§ 入力データ:
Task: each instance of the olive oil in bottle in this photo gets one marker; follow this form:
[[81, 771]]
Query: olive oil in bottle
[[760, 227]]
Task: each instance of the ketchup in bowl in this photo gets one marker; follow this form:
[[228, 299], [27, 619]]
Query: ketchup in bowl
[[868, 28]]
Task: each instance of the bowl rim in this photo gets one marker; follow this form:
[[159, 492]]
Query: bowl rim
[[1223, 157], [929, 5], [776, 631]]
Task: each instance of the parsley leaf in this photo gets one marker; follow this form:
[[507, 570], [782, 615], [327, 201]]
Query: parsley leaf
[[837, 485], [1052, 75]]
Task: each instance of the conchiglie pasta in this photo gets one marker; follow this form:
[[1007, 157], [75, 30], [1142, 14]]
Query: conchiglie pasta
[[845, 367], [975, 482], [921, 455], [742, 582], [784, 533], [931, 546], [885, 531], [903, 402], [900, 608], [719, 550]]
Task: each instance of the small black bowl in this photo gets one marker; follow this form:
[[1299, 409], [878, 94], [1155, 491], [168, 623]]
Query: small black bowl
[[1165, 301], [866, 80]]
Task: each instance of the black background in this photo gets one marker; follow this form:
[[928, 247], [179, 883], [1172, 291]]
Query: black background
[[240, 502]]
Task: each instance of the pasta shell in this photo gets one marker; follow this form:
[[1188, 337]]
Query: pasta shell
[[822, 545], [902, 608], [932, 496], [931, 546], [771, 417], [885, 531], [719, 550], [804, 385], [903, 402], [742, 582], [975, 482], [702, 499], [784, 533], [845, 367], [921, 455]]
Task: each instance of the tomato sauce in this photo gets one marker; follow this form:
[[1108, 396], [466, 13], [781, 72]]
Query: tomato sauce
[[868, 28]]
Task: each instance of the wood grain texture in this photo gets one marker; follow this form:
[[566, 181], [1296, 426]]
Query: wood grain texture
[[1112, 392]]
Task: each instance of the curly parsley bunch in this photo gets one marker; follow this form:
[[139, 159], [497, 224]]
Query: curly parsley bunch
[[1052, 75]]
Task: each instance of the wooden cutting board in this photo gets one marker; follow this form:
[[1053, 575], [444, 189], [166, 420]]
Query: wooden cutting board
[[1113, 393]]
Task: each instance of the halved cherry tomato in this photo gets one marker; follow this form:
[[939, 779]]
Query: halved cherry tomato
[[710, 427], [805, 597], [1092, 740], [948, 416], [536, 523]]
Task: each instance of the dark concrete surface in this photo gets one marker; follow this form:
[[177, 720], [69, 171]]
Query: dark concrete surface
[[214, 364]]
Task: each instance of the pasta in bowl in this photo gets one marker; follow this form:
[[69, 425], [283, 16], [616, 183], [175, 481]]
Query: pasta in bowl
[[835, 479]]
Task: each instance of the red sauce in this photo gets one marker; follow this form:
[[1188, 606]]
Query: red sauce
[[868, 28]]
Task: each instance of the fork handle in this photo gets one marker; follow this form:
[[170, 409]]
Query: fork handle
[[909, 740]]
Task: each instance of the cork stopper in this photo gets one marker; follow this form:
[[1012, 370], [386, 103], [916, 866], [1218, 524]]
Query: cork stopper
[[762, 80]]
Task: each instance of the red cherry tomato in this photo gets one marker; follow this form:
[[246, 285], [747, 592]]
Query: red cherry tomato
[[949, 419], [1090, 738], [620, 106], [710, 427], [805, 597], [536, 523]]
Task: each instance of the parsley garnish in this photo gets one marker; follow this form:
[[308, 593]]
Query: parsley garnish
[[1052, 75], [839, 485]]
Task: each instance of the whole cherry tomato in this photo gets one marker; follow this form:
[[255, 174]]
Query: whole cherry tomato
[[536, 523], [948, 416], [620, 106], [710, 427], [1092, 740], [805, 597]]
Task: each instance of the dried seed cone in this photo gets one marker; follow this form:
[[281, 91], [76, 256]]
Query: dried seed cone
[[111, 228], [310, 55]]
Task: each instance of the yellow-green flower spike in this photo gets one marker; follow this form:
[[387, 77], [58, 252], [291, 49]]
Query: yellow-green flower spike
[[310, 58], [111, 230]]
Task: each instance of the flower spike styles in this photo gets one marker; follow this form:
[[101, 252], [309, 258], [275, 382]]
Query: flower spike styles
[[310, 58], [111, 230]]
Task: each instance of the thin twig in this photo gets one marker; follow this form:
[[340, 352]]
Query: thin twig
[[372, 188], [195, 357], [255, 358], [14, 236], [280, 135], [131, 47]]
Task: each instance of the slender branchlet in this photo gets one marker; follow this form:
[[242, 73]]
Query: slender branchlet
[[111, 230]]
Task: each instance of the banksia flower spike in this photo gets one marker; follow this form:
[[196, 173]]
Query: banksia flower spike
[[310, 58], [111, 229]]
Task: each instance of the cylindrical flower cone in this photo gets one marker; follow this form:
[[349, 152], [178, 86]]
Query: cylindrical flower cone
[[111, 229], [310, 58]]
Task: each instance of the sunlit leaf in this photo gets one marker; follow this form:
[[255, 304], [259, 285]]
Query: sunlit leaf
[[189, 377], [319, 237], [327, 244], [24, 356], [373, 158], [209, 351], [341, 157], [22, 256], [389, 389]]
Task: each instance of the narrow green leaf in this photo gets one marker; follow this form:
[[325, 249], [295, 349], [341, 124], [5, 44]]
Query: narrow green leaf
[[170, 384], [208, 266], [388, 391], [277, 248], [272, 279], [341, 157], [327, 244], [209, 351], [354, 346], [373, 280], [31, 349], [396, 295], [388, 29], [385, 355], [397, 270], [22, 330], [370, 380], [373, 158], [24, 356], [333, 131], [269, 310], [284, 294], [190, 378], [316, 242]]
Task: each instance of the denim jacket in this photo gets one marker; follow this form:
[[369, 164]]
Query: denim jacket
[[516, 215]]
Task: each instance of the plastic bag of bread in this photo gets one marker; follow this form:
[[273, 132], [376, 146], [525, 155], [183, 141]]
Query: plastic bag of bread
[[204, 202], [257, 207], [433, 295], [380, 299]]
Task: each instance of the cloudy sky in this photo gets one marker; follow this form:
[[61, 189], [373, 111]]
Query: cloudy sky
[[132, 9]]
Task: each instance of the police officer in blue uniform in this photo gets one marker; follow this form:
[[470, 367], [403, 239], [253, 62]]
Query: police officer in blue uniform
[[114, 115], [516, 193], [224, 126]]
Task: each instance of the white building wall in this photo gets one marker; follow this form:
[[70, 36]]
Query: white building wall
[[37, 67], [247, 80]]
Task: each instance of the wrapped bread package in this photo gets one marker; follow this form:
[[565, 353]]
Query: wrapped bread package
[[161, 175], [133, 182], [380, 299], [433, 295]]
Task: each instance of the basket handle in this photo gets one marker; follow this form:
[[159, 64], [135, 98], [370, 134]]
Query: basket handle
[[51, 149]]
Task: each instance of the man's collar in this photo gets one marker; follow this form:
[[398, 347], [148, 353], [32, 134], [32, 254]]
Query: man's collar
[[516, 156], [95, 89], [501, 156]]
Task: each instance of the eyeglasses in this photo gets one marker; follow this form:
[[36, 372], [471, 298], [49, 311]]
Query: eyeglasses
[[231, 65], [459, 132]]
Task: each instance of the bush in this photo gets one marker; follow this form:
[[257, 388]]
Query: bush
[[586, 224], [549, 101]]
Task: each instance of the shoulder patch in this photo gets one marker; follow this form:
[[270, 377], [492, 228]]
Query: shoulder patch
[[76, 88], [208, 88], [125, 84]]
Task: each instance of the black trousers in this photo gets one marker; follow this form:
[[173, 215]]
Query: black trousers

§ 問題の詳細:
「Task: each instance of the narrow」を含む行で始まり「[[204, 202], [257, 207], [433, 295], [380, 299]]」を含む行で終わる部分を、両端の行も含めて書き直してください。その際「denim jacket」を「jean jacket」に置き換え、ほかはすべてそのままにしてください。

§ 最終回答:
Task: each instance of the narrow green leaf in this photo gets one marker; follow this form:
[[325, 249], [295, 349], [341, 124], [5, 44]]
Query: narrow green leaf
[[170, 384], [208, 266], [388, 391], [277, 248], [272, 279], [341, 157], [327, 244], [209, 351], [354, 346], [373, 280], [31, 349], [396, 295], [388, 29], [385, 355], [397, 270], [22, 330], [370, 380], [373, 158], [24, 356], [333, 131], [269, 310], [284, 294], [190, 378], [316, 242]]
Task: each instance of the jean jacket in this photo gets one marker; follow this form:
[[369, 164]]
Query: jean jacket
[[516, 215]]
Task: each instance of the plastic bag of bread in this photo gets one marker; follow this form:
[[273, 132], [376, 146], [525, 155], [183, 141]]
Query: plastic bag of bread
[[204, 202], [257, 207], [433, 295], [380, 299]]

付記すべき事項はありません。